* [Fragmento del documento]
⁂

Sobre el amor y los placeres culinarios
Me di cuenta de que quería pasar el resto de mi vida con Sergio cuando, una noche, al despedirnos luego de un ensayo, lo que más quería en ese momento era llevármelo a mi casa y cocinarle algo rico para cenar. Neta: más que cualquier otra cosa (and you know what I mean). El asunto es que se lo dije: quiero hacerte de cenar el resto de mi vida. Así, en el cliché más machista que se pueda imaginar. En ese momento me importó un pepino toda la teoría de género (que ya me importaba, pero con otros nombres); era genuina mi disposición para cocinarle lo que me pidiera (aunque fuera mole poblano), lo único que quería era preparar algo rico, que nunca hubiera probado; darle el placer de otros sabores.

⁂

* [Listado]

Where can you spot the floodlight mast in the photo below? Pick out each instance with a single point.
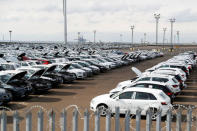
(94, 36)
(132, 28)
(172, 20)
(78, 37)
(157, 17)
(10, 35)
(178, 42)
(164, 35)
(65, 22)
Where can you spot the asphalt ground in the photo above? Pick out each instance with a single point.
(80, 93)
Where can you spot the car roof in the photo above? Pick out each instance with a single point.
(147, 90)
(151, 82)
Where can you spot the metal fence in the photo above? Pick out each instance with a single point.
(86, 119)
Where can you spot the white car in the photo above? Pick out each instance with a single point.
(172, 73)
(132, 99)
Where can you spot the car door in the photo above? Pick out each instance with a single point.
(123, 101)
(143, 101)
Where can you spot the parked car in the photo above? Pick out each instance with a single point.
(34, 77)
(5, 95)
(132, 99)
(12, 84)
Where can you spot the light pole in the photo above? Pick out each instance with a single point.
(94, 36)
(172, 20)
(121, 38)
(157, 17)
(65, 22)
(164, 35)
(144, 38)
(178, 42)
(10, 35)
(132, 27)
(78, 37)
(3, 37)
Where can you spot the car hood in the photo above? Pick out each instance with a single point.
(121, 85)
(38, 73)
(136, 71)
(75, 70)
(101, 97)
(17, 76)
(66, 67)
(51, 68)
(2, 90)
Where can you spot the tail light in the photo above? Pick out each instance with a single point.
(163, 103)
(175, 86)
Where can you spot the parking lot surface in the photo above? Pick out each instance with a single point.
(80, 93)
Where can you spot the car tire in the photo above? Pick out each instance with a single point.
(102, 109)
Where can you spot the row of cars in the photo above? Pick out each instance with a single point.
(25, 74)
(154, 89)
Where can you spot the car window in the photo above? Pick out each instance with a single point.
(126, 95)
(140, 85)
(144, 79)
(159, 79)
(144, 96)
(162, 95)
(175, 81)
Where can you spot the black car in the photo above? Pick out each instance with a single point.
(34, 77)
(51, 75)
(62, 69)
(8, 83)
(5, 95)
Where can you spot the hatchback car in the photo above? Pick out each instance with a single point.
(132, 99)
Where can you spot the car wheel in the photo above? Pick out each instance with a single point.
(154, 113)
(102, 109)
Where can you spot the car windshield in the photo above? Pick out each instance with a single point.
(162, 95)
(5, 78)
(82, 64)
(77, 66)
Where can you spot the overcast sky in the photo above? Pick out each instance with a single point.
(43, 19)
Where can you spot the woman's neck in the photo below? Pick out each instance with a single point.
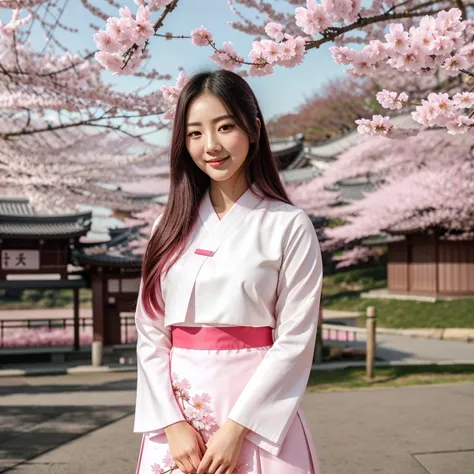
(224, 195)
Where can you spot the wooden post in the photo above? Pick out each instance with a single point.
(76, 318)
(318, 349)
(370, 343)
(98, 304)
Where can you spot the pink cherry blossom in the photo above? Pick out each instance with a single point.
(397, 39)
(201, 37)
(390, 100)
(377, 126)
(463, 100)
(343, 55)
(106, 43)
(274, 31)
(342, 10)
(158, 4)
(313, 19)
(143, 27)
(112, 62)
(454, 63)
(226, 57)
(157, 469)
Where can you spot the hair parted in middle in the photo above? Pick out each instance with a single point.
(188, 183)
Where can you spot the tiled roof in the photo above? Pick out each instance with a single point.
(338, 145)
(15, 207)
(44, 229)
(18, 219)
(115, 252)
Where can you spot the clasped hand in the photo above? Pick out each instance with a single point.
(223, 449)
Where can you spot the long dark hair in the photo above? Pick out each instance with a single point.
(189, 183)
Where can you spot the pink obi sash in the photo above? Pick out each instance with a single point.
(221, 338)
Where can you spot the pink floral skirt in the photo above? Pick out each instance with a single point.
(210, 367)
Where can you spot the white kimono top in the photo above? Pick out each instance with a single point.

⁂

* [Tareas escritas]
A: Convierte en una lista el párrafo del fragmento que comienza con "Me di cuenta de que quería" y conserva sus datos principales.
B: Indica cuántas filas contienen la cadena "pink", teniendo en cuenta las mayúsculas y minúsculas. Escribe solo el número.
El fragmento y las filas proceden de fuentes distintas.

* [Resultados del ejercicio]
A:
- Una noche, al despedirse de Sergio tras un ensayo, lo que más quería era llevarlo a su casa y cocinarle algo rico para cenar.
- En ese momento supo que quería pasar el resto de su vida con él.
- Se lo dijo así: "quiero hacerte de cenar el resto de mi vida", con el cliché más machista imaginable.
- Entonces no le importó la teoría de género, que ya le importaba, aunque con otros nombres.
- Su disposición a cocinarle lo que él pidiera, aunque fuera mole poblano, era genuina.
- Solo deseaba prepararle algo rico que nunca hubiera probado y darle el placer de otros sabores.

B: 3